◆ WORK TASK ◆
Below is a block of entries; repeat exactly the lines starting at the line that contains "Target: white painted wall" and ending at the line that contains "window in the photo above.", both included.

[Data records]
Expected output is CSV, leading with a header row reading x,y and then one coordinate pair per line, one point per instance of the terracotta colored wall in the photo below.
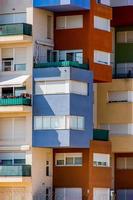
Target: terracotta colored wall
x,y
122,16
72,176
86,177
88,39
123,178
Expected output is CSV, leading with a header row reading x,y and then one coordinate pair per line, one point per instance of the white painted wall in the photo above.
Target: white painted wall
x,y
12,6
16,131
39,179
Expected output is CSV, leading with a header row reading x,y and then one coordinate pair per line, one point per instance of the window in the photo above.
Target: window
x,y
101,57
61,87
118,96
124,37
48,193
101,160
16,91
12,159
68,159
104,2
13,18
49,27
69,22
68,194
14,59
118,129
59,122
101,23
101,193
47,168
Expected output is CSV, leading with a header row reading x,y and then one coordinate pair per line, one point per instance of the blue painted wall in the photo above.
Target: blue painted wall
x,y
64,104
55,5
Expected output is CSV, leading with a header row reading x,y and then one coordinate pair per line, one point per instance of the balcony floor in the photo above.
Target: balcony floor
x,y
15,109
15,39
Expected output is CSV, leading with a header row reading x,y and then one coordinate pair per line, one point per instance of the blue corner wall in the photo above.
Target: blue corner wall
x,y
60,6
64,104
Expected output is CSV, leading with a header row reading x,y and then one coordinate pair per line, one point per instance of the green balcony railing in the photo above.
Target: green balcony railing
x,y
62,64
24,170
16,29
102,135
15,101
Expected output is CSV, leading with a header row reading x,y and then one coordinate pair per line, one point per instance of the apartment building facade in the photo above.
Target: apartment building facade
x,y
51,53
115,100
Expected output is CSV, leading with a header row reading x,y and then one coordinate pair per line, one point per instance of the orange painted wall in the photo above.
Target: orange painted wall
x,y
99,176
86,177
123,178
88,39
72,176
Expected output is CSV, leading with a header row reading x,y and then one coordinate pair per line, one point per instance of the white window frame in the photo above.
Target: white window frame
x,y
61,193
67,123
108,56
101,160
66,20
68,155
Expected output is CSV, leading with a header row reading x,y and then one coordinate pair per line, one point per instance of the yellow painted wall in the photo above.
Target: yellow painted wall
x,y
109,113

◆ RESULT ◆
Target: white painted wall
x,y
12,6
16,131
39,179
Expected output is CSV, leading with a header row reading x,y and then one coordinate pair per line, one point per instance of the window in the photo above.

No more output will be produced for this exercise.